§ **Given records**
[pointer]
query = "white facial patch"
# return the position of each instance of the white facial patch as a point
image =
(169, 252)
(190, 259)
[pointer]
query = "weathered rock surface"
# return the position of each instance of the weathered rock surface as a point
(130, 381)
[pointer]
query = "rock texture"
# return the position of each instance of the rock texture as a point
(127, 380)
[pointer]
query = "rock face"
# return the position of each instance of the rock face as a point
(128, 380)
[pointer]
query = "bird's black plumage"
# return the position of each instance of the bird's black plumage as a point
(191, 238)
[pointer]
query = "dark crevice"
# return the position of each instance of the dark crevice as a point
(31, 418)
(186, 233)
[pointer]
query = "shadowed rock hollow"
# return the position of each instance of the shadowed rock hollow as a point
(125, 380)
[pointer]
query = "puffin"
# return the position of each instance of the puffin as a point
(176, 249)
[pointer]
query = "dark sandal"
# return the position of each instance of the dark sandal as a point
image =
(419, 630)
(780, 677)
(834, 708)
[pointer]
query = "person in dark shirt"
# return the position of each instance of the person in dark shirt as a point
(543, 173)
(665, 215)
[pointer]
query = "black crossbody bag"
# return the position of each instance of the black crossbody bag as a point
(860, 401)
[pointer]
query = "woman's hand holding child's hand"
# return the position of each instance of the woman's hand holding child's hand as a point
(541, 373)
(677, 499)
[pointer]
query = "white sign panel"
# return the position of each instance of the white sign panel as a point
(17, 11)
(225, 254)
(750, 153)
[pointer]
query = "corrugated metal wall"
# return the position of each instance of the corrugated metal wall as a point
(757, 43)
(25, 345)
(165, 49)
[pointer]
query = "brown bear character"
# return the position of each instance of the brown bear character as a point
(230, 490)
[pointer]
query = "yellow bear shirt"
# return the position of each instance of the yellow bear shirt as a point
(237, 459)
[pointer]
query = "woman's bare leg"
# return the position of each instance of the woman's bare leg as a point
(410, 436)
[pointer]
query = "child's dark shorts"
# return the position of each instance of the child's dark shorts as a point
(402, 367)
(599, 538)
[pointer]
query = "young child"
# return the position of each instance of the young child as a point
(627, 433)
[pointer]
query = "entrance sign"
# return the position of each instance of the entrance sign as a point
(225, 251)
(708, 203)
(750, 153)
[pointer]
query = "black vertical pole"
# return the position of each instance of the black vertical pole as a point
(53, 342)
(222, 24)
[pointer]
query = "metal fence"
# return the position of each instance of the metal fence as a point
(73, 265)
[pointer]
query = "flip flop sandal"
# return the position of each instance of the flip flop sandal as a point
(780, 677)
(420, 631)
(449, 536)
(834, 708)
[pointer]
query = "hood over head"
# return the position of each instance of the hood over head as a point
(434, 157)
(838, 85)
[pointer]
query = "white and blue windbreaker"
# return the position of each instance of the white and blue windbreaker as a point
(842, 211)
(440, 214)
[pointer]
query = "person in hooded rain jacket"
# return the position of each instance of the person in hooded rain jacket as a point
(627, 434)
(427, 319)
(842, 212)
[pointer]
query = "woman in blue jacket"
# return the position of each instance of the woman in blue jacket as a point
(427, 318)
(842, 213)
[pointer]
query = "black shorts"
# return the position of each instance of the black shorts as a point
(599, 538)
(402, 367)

§ **Set problem**
Repeat the records above exactly, from the first line to the last.

§ **Response to this task**
[pointer]
query = "white facial patch"
# return the position of each instance of the white facial patch as a point
image =
(169, 252)
(190, 259)
[pointer]
query = "weathered rock surface"
# return the position of each instance of the weathered rock surface as a point
(130, 381)
[pointer]
query = "rock texture"
# return the position of each instance of the rock texture as a point
(127, 380)
[pointer]
query = "rock face"
# return the position of each instance of the rock face as a point
(128, 380)
[pointer]
query = "bird's black plumage"
# return the position of each instance of the bird's black plumage as a point
(191, 238)
[pointer]
query = "dark crevice"
# return the position of each instance of the dark crevice as a point
(31, 418)
(186, 233)
[pointer]
query = "shadowed rock hollow"
# return the position of each instance of the shadowed rock hollow as a point
(125, 380)
[pointer]
query = "puffin"
# return the position of each instance of the puffin as a point
(176, 249)
[pointer]
query = "dark sandal"
# return the position of each instance of the dark sandal as a point
image =
(419, 630)
(780, 677)
(834, 708)
[pointer]
query = "person in dark shirt"
# return the position of each instance of the person in dark shirt as a point
(543, 173)
(665, 215)
[pointer]
query = "black crossbody bag"
# return the position of each instance of the black crossbody bag as a point
(860, 401)
[pointer]
query = "woman's hand holding child's hand"
# return the position of each instance of the woman's hand holding child's hand as a point
(541, 373)
(677, 499)
[pointer]
query = "white sign panel"
# return the position of each instance of the white sign panel as a point
(17, 11)
(225, 254)
(750, 153)
[pointer]
query = "corrugated metal wall"
# return the position of each instance of the corrugated metal wall as a point
(757, 43)
(25, 345)
(165, 49)
[pointer]
query = "brown bear character"
# return the position of each instance of the brown bear character as a point
(230, 490)
[pointer]
query = "yellow bear shirt"
# return the position of each instance of the yellow bear shirt as a point
(237, 459)
[pointer]
query = "woman's bare leg"
# return the position of each instance of the woman's bare leg as a point
(410, 436)
[pointer]
query = "child's dark shorts"
# return the position of each instance of the child's dark shorts as a point
(402, 367)
(599, 538)
[pointer]
query = "young child"
# return the position of each instance of the young child as a point
(627, 433)
[pointer]
query = "entrance sign"
# return the position of each instance of the entrance sign as a point
(225, 251)
(708, 203)
(750, 153)
[pointer]
query = "black vertical pole"
# return the position of each instance of the black vertical pole as a point
(53, 342)
(222, 24)
[pointer]
query = "metal fence"
# return the position of each instance of the metal fence as a point
(73, 265)
[pointer]
query = "flip flop sandal"
# return the position of each instance of the flip flop sandal as a point
(780, 677)
(420, 631)
(449, 536)
(834, 708)
[pointer]
query = "hood over head"
# return the position of each instance of the hood over head as a point
(434, 157)
(838, 85)
[pointer]
query = "white and blue windbreaker"
# return the position of each instance of the white and blue windbreaker as a point
(842, 211)
(440, 214)
[pointer]
query = "person in hooded rain jacket"
# return the position of each instance of the person in hooded rain jacket as a point
(627, 434)
(427, 319)
(842, 212)
[pointer]
query = "woman in blue jacket"
# return the position of each instance of the woman in blue jacket as a point
(427, 318)
(842, 213)
[pointer]
query = "black shorts"
# return the position of each instance of the black shorts as a point
(599, 538)
(402, 367)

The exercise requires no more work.